How to Get out of a Rut: 12 Useful Ways to Get Unstuck

How to Get out of a Rut: 12 Useful Ways to Get Unstuck

Have you gotten into a rut before? Or are you in a rut right now?

You know you’re in a rut when you run out of ideas and inspiration. I personally see a rut as a productivity vacuum. It might very well be a reason why you aren’t getting results. Even as you spend more time on your work, you can’t seem to get anything constructive done. While I’m normally productive, I get into occasional ruts (especially when I’ve been working back-to-back without rest). During those times, I can spend an entire day in front of the computer and get nothing done. It can be quite frustrating.

Over time, I have tried and found several methods that are helpful to pull me out of a rut. If you experience ruts too, whether as a working professional, a writer, a blogger, a student or other work, you will find these useful. Here are 12 of my personal tips to get out of ruts:

1. Work on the small tasks.

# Work to be completed:
From the passage on getting out of a rut, list every role the author names for readers who may experience ruts.

# Information provided:
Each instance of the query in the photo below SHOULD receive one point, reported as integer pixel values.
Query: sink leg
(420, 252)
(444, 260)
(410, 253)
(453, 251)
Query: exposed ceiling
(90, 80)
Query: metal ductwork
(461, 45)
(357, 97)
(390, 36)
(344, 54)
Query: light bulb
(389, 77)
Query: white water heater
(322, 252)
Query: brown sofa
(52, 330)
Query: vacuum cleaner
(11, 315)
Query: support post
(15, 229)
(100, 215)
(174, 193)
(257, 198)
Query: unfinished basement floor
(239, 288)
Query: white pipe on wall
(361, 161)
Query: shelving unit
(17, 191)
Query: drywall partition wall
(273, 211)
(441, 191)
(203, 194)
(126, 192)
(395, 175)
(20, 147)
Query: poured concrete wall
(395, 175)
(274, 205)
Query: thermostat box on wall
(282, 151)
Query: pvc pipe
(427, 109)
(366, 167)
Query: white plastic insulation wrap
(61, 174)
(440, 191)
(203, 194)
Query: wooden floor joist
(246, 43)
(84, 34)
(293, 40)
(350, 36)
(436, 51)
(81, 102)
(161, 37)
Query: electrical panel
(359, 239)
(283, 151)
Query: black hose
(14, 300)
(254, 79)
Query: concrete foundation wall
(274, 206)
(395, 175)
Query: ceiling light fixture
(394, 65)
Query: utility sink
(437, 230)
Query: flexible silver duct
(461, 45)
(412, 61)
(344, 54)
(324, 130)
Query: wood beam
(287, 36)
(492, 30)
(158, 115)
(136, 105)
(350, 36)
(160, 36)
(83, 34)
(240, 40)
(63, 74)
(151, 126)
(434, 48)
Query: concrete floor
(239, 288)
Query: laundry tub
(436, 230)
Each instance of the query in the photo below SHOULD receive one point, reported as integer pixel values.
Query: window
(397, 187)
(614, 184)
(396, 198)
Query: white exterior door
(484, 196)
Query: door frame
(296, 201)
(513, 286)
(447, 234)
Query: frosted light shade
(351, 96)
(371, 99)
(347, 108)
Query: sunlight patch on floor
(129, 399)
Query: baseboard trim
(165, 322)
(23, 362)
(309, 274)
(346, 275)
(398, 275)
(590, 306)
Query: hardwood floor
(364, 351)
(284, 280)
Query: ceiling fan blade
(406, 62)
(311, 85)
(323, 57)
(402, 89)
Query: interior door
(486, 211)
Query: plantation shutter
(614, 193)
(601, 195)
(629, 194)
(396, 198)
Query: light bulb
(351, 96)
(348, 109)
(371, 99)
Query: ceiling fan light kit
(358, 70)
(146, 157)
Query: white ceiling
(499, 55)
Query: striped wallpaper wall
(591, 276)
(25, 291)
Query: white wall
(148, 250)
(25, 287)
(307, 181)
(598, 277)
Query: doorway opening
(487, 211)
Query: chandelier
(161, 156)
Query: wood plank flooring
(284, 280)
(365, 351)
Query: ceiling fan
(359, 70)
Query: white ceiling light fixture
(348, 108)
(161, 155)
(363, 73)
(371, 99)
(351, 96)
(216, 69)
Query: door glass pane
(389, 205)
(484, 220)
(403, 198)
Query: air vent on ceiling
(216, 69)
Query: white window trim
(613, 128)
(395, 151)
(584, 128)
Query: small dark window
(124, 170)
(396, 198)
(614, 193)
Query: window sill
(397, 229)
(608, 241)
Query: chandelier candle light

# Result for this task:
A working professional, a writer, a blogger, a student